* BEGIN *

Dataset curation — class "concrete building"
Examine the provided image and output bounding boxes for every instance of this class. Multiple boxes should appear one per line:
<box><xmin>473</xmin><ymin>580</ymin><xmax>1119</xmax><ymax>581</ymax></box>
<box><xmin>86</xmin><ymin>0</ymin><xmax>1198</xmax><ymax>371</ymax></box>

* END *
* BEGIN *

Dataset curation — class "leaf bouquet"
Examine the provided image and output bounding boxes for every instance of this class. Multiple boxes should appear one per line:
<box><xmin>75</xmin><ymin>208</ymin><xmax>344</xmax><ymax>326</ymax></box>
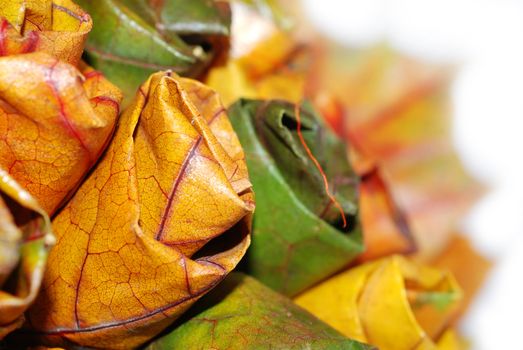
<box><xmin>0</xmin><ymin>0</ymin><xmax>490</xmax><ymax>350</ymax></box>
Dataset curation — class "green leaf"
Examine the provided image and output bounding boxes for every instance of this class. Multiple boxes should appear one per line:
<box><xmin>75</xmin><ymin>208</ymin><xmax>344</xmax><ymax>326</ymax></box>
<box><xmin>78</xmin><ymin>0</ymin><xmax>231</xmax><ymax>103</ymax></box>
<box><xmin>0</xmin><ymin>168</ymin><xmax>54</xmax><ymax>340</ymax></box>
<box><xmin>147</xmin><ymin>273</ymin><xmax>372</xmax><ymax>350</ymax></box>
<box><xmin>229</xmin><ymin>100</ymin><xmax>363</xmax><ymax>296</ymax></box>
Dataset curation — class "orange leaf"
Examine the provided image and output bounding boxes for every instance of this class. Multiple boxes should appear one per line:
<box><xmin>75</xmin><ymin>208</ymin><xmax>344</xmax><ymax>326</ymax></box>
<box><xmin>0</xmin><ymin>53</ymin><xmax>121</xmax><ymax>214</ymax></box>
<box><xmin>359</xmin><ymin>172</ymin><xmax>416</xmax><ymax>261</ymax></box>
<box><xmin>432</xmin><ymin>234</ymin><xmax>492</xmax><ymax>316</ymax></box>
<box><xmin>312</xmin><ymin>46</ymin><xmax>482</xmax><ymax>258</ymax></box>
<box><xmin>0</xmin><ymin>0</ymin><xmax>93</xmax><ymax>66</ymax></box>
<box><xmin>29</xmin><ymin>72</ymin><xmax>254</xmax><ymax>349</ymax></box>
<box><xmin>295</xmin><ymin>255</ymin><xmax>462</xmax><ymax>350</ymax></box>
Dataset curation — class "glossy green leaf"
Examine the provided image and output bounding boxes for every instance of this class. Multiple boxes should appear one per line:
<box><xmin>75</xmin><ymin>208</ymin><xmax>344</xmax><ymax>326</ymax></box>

* END *
* BEGIN *

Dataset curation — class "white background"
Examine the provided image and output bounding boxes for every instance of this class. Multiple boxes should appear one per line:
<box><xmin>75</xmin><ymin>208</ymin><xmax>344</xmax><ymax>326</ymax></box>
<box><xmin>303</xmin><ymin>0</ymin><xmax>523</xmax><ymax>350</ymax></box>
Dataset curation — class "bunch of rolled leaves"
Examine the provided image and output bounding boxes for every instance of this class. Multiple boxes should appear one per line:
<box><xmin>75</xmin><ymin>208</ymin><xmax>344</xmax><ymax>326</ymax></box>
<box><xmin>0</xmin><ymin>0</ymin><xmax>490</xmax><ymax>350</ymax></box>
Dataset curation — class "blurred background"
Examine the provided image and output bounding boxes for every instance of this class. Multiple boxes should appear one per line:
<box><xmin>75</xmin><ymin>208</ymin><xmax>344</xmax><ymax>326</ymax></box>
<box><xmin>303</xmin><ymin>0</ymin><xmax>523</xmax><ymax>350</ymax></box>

* END *

_Given instruction_.
Count the lines in the material above that contain the string "leaf", treating uppercase and lowercase letters as different. Give only the number.

_Answer for the task_.
4